***** Textauszug
Für meinen Vater sammelte ich immer fleißig Zigarettenstummeln, die die Amerikanischen Soldaten auf den Boden warfen und brachte ihm diese. Er öffnete die Stummeln sammelte den Tabak zusammen und drehte sich daraus eine Zigarette.
Auf dem Güterbahnhof sahen wir viele deutsche und österreichische Kriegsgefangene in Viehwaggone, die am Bahnhof abgestellt und später in Kriegsgefangenenlager transportiert wurden. Sie waren so hungrig, dass sie durch die kleinen Luftschlitze der Waggone, die grade mal eine Hand breit waren, sogar ihren Ehering hinaushielten nur um ein stück Brot zu dafür zu bekommen. Das haben natürlich viele Leute in Ried ausgenützt. Es war eine schwere Zeit, auch den Einheimischen ging es nicht gut.
Nach einem Monat erfuhren wir, dass für uns kein Heimtransport mehr möglich war. Anfangs wussten wir nicht warum, aber später stellte sich heraus, dass diejenigen die mit dem ersten Zug wegfuhren, niemals zu Hause ankamen und gleich nach der ungarischen Grenze kurz vor Subotica in Lager kamen, dort verhungerten oder umgebracht wurden. “Da kam keiner je wieder heraus!“
Das schreckliche Schicksal dieser Menschen erreichte natürlich Ried, und von da an gab es für uns kein Zurück mehr in unser Heimatland. Die Amis brachten uns nach Obernberg zurück, wir zogen wieder in unser altes Zimmer und erhielten nun auch das zweite Zimmer, das die Mutter mit den zwei Kindern vorher bewohnt hatte.
Im Schuljahr 1945/46 kam ein Volksdeutscher Lehrer nach Obernberg, der ungarisch, serbisch und deutsch sprach. Dieser Lehrer unterrichtete Kinder in verschiedenen Gruppen. Die kleineren Kinder hatten am frühen Vormittag ein paar Deutschstunden und alle größeren Kinder ab Zehn Uhr Vormittag.
Ich versäumte zwei Jahre Schulzeit durch den Krieg, die verspätete Einschulung und durch die Flucht. Deshalb lernte ich sehr viel auch in den Sommerferien 1946. Der Sohn unserer Nachbarn besuchte das Gymnasium in Ried und ich durfte mir von ihm in den Sommerferien alle Hefte der zweiten Klasse ausleihen, um den ganzen Jahresstoff zu lernen. Damit half er mir sehr, aber da war noch jemand, der mir sehr viel beim Lernen half, es war Hubert Feichtelbauer*. ich habe ihm diesbezüglich sehr viel zu verdanken! Tja, und mit unserem Pfarrer frischte ich in den Sommerferien mein Latein auf.
**********
***** Angezeigte Zeilen
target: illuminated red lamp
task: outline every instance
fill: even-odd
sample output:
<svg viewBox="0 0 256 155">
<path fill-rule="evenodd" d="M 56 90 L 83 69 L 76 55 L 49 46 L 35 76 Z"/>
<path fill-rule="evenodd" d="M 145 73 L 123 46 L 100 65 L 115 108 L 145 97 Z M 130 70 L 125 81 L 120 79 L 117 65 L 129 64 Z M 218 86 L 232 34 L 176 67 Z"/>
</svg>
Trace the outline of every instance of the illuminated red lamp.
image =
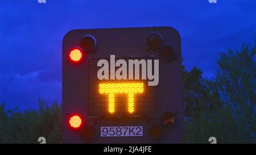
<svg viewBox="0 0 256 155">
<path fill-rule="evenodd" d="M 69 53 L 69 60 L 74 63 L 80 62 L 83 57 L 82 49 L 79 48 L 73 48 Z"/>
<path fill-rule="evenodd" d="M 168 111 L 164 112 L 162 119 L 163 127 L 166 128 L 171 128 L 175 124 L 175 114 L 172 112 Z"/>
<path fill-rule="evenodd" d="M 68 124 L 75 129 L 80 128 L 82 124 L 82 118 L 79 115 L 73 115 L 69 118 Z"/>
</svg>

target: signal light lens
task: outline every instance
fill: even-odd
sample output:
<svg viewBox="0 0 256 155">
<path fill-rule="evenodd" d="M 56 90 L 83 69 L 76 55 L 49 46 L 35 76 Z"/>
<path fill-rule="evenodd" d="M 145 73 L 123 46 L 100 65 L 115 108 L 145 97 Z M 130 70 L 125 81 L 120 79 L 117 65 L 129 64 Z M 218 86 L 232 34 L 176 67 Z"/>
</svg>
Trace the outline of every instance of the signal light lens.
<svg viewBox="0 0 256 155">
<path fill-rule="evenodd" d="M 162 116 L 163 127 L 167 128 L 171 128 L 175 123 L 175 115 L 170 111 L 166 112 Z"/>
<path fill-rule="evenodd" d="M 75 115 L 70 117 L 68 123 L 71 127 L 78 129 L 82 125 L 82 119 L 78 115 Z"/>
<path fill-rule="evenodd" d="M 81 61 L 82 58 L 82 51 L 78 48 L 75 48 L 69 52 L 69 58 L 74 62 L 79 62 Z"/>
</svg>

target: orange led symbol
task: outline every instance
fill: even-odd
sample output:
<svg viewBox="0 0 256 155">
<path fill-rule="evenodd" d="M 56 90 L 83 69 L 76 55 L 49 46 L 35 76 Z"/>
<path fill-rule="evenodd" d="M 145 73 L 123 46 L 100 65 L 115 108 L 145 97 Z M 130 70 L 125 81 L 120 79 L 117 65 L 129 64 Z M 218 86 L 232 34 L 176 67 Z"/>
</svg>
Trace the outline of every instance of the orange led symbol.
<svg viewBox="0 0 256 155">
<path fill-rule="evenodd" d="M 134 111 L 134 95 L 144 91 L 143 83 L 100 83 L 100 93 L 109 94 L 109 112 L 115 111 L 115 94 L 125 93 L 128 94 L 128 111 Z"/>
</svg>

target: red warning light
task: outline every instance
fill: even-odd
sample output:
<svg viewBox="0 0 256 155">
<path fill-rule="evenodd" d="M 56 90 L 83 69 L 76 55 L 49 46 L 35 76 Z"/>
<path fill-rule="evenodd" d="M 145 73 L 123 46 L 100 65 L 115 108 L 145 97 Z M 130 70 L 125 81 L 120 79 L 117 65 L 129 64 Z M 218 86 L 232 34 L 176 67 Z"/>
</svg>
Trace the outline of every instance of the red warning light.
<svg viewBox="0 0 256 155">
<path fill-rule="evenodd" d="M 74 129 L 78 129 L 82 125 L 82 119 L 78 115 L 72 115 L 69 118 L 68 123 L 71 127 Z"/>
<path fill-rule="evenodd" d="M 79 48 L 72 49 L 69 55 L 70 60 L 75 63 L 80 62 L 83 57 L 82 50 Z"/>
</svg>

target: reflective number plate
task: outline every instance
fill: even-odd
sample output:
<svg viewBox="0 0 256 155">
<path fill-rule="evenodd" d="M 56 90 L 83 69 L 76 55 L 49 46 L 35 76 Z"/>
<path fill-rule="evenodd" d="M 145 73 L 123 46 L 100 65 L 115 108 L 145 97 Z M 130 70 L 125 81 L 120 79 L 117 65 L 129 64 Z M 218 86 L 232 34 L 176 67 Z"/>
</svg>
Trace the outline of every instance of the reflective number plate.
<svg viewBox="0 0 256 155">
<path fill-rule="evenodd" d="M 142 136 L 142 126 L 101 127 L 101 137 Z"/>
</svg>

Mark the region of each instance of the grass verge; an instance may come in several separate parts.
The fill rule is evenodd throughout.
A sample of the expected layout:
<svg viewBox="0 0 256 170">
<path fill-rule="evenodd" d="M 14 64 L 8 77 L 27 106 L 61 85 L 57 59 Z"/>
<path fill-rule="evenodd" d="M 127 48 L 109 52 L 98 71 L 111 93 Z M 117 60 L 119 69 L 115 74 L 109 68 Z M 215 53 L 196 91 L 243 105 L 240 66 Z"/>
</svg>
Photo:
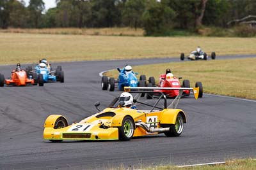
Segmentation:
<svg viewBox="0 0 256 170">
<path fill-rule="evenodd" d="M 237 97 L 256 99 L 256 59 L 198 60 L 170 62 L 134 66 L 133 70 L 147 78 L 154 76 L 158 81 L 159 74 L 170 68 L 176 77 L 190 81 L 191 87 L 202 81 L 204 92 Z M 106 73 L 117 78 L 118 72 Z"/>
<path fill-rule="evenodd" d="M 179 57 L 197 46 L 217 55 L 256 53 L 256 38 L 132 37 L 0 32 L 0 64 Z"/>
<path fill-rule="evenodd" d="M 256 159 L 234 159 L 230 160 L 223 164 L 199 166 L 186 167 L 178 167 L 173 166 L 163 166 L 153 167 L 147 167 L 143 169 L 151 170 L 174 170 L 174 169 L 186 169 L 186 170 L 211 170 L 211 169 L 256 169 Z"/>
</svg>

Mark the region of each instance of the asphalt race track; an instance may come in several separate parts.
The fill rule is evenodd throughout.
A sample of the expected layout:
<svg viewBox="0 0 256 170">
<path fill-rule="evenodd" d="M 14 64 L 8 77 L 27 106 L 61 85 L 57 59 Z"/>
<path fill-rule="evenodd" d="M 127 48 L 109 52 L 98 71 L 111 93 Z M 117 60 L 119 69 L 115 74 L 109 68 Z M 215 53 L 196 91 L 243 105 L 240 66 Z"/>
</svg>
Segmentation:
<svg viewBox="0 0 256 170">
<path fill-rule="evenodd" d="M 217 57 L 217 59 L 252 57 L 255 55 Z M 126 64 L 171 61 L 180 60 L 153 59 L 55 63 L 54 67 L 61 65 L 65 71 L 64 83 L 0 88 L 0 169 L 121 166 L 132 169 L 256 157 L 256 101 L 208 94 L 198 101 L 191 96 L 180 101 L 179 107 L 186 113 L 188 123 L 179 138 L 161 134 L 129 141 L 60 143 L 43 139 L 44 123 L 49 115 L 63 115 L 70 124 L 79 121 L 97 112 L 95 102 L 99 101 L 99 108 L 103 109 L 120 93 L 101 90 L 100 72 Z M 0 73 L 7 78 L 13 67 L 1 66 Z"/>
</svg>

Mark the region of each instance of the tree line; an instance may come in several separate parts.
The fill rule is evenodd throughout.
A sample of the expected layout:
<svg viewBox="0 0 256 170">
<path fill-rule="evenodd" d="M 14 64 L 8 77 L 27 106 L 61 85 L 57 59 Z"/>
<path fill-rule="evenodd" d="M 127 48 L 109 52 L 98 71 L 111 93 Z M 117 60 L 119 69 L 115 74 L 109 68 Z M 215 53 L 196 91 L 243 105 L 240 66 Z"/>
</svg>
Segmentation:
**********
| Anweisungen |
(1) Von wem lieh sich die erzählende Person laut dem Textauszug über die Nachkriegszeit in den Sommerferien 1946 die Hefte der zweiten Klasse aus?
(2) Schreib den Textauszug über die Nachkriegszeit im gleichen Ton ab dem letzten Satz weiter.

| Die Antworten |
(1) Vom Sohn der Nachbarn, der das Gymnasium in Ried besuchte.

(2)
Die Prüfung hatte ich in den Fächern Mathematik, Latein und Deutsch. In Deutsch weiß ich heute noch, dass ich bei der Prüfung ein großes Bild „Die Bauernhochzeit“ von Bruegel beschreiben musste. Ich schaffte die Prüfung nicht, also besuchte ich die Hauptschule Obernberg. Nach einem Gespräch mit dem Direktor konnte ich die zweite Klasse Hauptschule überspringen und in der dritten Klasse meine Schulzeit fortsetzen.
In dieser Klasse lernte ich meinen Freund Erwin Berghammer* kennen. Erwin war sehr gut in Mathematik, aber leider kannte ich mich bei den Mathe Hausübungen nicht immer aus. In der Früh bevor die Stunde anfing fragte er mich immer: “Alles in Ordnung? Hast alles?“ wenn nicht, schrieb ich noch schnell von ihm ab.
*Hubert Feichtelbauer Journalist, schrieb das Buch: DER FALL ÖSTERREICH. ich traf ihn wieder bei einem Vortrag in Ried über die Politik in der Nachkriegszeit.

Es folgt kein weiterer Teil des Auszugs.